▶ _TEXTE DE LECTURE_:
====

MISS

Par: Yvan Amar

C’est demain qu’on élit la nouvelle Miss France, au Palais des Congrès de Tours. Et même la nouvelle Miss Monde, à Sanya, en Chine. C’est demain donc que des jurys vont se réunir pour examiner, avec toute la froideur technique que requiert leur fonction, le galbe, la plastique, le maintien des jeunes filles qui défileront dans diverses tenues plus ou moins déshabillées sous le regard de leurs juges. Je ne suis pas sûr que l’image, le statut, l’identité des femmes y gagnent beaucoup. J’ai même bien peur que ce genre de manifestation soit particulièrement dégradante, non seulement pour les candidates, mais pour les femmes, en général… et même pour les hommes… Mais, les faits sont là… et les lauréates de ces concours de beauté, on les appelle des miss.

====

(Éléments stockés d'une collection)
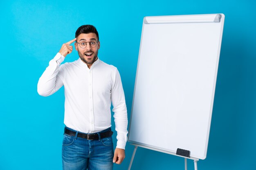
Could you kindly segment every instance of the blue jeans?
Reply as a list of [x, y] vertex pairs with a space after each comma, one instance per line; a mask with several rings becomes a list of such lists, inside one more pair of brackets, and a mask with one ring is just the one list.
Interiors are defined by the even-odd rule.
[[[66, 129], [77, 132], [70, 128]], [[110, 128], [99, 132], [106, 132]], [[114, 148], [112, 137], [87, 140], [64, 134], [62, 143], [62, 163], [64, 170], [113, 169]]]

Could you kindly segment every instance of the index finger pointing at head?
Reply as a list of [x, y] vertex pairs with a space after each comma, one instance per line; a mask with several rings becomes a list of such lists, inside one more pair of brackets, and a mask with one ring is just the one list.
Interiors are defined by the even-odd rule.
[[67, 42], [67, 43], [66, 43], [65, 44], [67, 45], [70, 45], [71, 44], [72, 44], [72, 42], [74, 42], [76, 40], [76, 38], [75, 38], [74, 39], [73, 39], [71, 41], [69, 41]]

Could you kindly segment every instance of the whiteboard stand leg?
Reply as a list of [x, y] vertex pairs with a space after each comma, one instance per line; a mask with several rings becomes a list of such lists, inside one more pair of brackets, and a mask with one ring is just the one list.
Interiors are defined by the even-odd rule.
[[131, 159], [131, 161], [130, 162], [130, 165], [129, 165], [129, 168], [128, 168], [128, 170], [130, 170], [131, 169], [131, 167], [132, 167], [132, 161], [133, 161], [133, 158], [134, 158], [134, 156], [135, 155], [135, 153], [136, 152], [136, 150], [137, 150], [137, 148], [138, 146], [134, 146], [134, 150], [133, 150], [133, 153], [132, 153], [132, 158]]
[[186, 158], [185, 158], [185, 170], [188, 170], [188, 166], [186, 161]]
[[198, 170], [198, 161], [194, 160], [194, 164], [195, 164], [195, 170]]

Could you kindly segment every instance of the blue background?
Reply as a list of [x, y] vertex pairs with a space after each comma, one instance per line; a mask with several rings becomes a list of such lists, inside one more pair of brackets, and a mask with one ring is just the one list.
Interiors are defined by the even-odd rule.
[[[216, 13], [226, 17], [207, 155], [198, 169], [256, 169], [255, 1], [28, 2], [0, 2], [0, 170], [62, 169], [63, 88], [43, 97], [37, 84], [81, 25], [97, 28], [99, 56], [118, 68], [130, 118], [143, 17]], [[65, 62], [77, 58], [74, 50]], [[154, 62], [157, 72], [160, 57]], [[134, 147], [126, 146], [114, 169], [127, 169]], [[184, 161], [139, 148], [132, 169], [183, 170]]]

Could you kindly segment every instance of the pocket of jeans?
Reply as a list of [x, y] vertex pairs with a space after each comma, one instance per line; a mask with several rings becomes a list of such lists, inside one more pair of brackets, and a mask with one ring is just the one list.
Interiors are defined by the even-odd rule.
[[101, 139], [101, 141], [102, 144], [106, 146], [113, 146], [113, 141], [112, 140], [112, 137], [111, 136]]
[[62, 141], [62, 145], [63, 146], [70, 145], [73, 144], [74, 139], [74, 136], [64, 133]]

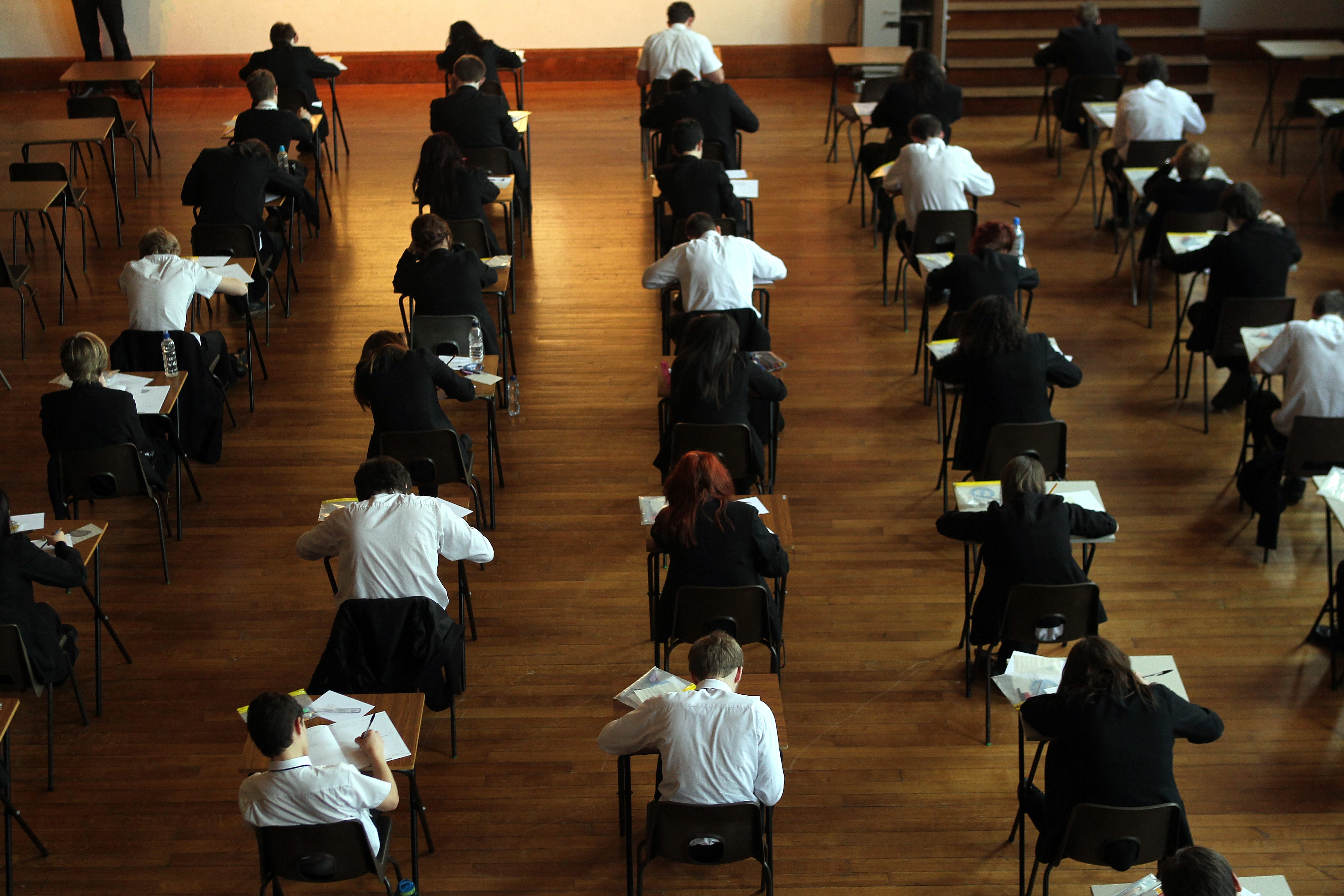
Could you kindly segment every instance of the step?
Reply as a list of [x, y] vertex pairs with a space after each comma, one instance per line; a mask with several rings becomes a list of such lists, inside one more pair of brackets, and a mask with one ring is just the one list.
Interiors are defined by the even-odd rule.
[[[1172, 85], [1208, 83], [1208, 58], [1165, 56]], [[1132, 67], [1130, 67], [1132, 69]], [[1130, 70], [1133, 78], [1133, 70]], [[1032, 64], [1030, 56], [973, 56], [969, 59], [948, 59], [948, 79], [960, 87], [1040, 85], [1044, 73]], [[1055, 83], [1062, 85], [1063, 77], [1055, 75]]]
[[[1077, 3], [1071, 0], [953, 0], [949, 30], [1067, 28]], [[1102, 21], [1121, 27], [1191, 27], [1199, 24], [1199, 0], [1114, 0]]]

====

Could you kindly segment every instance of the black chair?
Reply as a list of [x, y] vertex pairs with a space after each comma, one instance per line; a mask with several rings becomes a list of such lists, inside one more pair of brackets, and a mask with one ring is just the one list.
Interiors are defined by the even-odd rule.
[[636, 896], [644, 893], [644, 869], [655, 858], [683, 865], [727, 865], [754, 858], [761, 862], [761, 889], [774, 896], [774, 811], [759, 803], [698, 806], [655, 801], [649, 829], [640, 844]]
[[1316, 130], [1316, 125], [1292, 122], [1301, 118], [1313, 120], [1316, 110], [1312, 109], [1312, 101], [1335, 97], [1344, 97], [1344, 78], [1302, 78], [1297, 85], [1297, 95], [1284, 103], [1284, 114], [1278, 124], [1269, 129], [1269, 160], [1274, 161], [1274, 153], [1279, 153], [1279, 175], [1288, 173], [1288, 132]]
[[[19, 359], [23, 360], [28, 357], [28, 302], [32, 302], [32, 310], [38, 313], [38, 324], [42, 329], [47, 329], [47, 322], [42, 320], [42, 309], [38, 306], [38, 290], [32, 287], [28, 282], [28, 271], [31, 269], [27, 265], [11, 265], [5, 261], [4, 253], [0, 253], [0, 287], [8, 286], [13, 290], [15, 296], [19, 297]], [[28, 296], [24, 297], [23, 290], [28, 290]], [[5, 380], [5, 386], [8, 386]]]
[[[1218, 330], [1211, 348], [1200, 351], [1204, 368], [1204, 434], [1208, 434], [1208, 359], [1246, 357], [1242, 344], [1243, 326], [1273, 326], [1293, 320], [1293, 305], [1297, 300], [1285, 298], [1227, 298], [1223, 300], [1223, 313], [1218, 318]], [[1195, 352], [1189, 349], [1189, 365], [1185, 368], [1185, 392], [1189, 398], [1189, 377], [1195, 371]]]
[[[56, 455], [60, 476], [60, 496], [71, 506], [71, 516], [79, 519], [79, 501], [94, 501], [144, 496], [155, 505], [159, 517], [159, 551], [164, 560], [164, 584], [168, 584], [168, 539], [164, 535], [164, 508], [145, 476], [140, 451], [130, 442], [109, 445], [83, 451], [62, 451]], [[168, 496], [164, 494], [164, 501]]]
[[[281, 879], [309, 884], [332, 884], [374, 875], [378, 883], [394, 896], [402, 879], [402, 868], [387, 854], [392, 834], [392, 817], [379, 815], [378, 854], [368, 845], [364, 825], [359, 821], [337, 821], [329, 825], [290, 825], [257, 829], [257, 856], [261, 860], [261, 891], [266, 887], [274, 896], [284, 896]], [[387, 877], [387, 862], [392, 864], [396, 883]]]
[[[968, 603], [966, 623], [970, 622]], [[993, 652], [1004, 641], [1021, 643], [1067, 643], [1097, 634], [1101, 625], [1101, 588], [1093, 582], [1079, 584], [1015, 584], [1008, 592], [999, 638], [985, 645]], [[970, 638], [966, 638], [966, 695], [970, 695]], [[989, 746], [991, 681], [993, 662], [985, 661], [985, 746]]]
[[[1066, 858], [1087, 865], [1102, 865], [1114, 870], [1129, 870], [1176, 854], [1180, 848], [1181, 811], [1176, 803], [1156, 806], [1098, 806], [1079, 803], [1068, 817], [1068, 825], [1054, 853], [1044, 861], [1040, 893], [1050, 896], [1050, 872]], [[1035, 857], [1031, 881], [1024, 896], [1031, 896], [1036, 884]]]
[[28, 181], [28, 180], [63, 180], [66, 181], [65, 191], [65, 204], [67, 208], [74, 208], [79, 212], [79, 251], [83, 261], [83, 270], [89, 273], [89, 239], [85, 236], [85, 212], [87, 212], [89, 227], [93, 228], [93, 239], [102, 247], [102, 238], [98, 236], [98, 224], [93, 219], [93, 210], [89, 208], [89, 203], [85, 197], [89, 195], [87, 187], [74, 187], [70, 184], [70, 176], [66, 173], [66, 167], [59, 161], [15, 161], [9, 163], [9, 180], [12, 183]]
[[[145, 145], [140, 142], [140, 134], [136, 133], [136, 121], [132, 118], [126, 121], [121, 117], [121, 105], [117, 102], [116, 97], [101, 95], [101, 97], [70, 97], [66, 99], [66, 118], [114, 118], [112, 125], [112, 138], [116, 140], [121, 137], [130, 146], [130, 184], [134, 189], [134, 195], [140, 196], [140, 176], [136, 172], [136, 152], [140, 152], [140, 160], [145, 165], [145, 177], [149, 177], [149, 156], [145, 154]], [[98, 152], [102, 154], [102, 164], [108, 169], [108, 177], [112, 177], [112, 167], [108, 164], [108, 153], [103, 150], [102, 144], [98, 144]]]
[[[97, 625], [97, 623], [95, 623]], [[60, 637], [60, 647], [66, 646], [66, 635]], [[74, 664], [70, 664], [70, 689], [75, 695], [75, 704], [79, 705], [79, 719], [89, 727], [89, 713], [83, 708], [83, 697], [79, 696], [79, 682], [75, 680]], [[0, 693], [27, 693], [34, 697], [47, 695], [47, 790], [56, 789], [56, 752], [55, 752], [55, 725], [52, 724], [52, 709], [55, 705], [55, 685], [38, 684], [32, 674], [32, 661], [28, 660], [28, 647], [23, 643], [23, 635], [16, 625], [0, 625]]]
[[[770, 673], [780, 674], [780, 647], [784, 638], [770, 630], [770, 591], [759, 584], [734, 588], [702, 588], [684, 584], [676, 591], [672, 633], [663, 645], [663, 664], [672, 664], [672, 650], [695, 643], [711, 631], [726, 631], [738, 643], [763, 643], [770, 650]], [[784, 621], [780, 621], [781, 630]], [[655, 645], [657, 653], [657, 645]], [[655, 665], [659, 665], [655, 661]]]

====

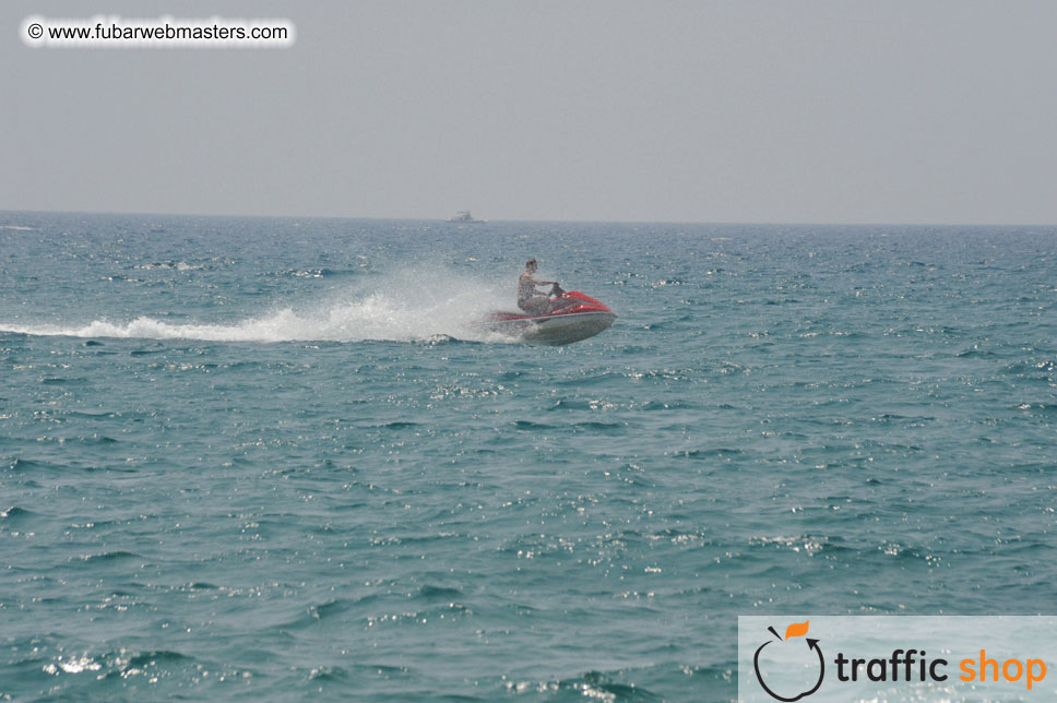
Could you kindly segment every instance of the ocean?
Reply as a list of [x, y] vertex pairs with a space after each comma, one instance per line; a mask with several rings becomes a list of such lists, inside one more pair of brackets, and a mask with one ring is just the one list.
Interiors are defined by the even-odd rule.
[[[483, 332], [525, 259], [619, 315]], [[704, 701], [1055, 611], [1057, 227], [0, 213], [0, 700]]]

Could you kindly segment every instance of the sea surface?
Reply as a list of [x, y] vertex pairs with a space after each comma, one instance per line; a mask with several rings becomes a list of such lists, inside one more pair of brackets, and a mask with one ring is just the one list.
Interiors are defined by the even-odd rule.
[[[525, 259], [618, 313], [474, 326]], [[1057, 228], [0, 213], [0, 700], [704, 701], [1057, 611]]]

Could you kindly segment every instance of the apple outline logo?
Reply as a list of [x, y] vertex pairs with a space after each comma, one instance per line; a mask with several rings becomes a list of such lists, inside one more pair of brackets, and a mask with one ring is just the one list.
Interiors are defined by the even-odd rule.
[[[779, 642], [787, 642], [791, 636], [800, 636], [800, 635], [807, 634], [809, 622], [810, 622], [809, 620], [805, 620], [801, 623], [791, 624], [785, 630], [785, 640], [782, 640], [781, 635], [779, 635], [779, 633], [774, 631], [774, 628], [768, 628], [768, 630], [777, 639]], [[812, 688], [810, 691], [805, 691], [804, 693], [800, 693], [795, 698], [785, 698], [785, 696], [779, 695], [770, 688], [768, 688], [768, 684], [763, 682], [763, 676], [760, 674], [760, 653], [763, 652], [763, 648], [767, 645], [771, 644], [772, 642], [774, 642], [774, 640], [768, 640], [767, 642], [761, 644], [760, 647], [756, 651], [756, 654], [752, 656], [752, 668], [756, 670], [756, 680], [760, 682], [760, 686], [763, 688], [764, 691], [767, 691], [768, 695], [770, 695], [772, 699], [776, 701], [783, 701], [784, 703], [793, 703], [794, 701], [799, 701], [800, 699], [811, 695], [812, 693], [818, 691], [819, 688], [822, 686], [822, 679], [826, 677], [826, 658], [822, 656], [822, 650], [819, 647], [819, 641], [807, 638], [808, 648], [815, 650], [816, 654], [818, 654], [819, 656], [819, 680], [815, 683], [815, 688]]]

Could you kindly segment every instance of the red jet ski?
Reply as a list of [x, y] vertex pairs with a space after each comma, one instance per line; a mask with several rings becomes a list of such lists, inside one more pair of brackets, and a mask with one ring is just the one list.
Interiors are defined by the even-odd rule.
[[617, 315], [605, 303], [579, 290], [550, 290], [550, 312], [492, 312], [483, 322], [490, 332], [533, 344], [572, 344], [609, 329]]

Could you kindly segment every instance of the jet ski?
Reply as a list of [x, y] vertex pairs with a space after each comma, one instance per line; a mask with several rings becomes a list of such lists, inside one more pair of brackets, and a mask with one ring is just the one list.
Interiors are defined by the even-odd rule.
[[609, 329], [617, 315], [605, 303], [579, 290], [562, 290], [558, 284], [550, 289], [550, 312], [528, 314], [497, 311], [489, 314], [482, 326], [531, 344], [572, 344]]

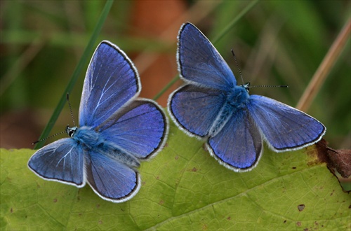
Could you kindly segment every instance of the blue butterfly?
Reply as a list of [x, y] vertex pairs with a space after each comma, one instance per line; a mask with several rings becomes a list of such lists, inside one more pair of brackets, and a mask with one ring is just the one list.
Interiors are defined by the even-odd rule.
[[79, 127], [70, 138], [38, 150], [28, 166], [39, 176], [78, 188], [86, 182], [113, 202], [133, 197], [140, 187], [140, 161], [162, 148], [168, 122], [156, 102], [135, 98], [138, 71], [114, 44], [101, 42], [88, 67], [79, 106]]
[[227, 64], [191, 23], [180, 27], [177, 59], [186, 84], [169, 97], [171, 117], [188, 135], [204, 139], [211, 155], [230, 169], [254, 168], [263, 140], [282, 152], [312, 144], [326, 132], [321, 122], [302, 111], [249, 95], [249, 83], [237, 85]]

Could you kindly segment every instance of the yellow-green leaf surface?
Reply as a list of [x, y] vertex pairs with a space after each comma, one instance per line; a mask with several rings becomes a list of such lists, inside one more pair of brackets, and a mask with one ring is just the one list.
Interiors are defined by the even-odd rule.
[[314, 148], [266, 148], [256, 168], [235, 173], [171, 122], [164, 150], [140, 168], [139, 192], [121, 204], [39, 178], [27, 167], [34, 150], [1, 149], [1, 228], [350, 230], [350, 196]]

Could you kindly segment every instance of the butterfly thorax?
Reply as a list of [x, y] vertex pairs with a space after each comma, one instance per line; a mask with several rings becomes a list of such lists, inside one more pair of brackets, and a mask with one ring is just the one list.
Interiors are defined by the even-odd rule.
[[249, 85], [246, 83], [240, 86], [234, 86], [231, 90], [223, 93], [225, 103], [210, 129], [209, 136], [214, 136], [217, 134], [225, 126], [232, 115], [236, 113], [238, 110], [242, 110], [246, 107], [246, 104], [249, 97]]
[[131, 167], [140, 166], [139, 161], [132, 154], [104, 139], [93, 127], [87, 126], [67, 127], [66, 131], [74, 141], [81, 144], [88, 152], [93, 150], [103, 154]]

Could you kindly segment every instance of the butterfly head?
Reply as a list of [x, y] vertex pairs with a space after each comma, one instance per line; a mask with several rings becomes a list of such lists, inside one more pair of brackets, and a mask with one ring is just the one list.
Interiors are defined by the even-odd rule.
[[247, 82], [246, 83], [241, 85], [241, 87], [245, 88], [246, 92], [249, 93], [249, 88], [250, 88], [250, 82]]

====

▶ _EXERCICES_:
a: D'après le texte sur l'élection des miss, qu'est-ce que les jurys vont examiner chez les jeunes filles ? Citez tout ce qu'il mentionne.
b: Rédigez la suite du texte sur l'élection des miss en commençant après sa dernière phrase.

▶ _RÉPONSES AUX EXERCICES_:
a: Le galbe, la plastique et le maintien.

b:
« Miss » est un mot anglais… qui correspond plus ou moins à « mademoiselle ». Il s’emploie, en effet, devant un prénom, un nom, ou tout seul parfois. Mais, pourquoi ce nom anglais en français ? Sa présence, sa compréhension est assez ancienne dans notre langue. Mais, c’est surtout vers la fin du XIXème siècle qu’on le voit se répandre. A l’époque, l’Angleterre est très à la mode. Et elle passe pour être le pays des bonnes manières. De là, la mode, dans les bonnes familles, de faire venir des gouvernantes anglaises pour s’occuper des enfants. Qu’on appellera parfois des nurses, surtout quand elles s’occupent de très jeunes enfants (et on a encore le mot « nurserie », ou « nursery »… pièce réservée aux enfants, où l’on s’occupe des enfants…). Ce n’est pas la bonne donc… elle est censée transmettre les principes éducatifs qu’elle a reçus et même qu’elle incarne de façon presque magique, vu sa naissance et sa langue maternelle… elle est raide, stricte et dévouée… Et elle se tient aux marges de la domesticité… entre la domestique et la parente pauvre… On l’appelle, en général, par son prénom… mais précédé de Miss. Ou parfois par son nom de famille… Miss Thomson…

Le mot « miss » a également été très utilisé dans les milieux du spectacle… Là encore, on est en face de vieilles traditions ambiguës quant à la position des femmes, à la fois trop et trop peu considérées… De même qu’on appelait « Mademoiselle » les comédiennes, quel que soit leur statut social et matrimonial, on appelait « Miss » les actrices… Miss Taylor, même quand Elizabeth Taylor était l’épouse très connue et très officielle de Richard Burton.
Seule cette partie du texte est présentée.